→ Work to be completed: Look through the entries that follow and count the lines with the word "need". The reply is that number alone.

→ Working data:

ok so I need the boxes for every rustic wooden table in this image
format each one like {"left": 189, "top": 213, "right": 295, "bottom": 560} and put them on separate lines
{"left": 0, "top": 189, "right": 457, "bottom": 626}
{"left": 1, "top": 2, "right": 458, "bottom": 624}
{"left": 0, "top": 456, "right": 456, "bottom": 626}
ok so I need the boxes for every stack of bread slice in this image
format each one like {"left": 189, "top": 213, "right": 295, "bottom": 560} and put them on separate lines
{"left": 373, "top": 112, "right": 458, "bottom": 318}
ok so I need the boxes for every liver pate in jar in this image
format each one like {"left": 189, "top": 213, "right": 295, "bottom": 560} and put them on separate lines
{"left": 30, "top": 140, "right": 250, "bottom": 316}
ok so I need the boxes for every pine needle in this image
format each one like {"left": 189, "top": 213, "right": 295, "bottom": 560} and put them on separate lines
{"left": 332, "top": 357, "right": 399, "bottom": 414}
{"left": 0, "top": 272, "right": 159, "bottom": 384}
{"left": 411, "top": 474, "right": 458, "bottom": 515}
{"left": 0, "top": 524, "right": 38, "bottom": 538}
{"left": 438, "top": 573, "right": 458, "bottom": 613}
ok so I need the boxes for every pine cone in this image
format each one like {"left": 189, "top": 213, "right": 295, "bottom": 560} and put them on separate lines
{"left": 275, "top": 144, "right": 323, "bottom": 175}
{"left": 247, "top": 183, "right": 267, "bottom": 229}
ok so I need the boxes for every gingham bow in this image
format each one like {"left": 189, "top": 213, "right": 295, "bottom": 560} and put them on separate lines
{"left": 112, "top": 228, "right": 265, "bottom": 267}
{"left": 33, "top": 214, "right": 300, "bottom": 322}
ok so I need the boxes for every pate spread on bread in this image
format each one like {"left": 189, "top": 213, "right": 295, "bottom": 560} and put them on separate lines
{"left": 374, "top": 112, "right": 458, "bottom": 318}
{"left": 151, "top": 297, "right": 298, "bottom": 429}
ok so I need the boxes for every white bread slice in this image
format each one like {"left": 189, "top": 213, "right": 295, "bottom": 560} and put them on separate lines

→ Reply: 8